Retype the entire text on hybrid plan rules and business tax relief below, keeping every word, number, and mark of punctuation unchanged.

TEXT:
=== Section Start ===

Also, for applicable defined benefit (hybrid) plans:
- The new vesting rules for hybrid plans are effective on the basis of plan years and apply to participants with an hour of service after the applicable effective date for the plan.
- The new interest crediting rules for hybrid plans in existence on June 29, 2005, apply to years beginning after December 31, 2007, unless the sponsor elects to apply the rules earlier.
- The vesting and interest crediting rules that apply to collectively bargained plans do not apply to plan years beginning before the earlier of: (1) (a) the later of January 1, 2008, or (b) the termination of the collective bargaining agreement; or (2) January 1, 2010.
- The Finance Committee news release said the Senators’ package also extends for one year business tax relief that was included in the first economic stimulus package, and allows companies to write off a greater percentage of their investments in business assets to free up cash for payroll and other expenses.
Relief for Businesses
Business Stimulus provisions of The Worker, Retiree, and Employer Recovery Act of 2008, include:
- Extend bonus depreciation for one year by allowing a taxpayer to depreciate 50% of the cost of an asset in the year in which the asset was acquired (2009).
- Extend elective expensing (section 179) by one year, allowing small businesses to elect, in lieu of depreciation, to deduct up to $250,000 for property acquired and placed into service in 2009.

=== Section End ===

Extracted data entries
=== Section Start ===

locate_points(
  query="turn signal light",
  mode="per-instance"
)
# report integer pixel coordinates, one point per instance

=== Section End ===

SOLUTION FOR THIS TASK:
Also, for applicable defined benefit (hybrid) plans:
- The new vesting rules for hybrid plans are effective on the basis of plan years and apply to participants with an hour of service after the applicable effective date for the plan.
- The new interest crediting rules for hybrid plans in existence on June 29, 2005, apply to years beginning after December 31, 2007, unless the sponsor elects to apply the rules earlier.
- The vesting and interest crediting rules that apply to collectively bargained plans do not apply to plan years beginning before the earlier of: (1) (a) the later of January 1, 2008, or (b) the termination of the collective bargaining agreement; or (2) January 1, 2010.
- The Finance Committee news release said the Senators’ package also extends for one year business tax relief that was included in the first economic stimulus package, and allows companies to write off a greater percentage of their investments in business assets to free up cash for payroll and other expenses.
Relief for Businesses
Business Stimulus provisions of The Worker, Retiree, and Employer Recovery Act of 2008, include:
- Extend bonus depreciation for one year by allowing a taxpayer to depreciate 50% of the cost of an asset in the year in which the asset was acquired (2009).
- Extend elective expensing (section 179) by one year, allowing small businesses to elect, in lieu of depreciation, to deduct up to $250,000 for property acquired and placed into service in 2009.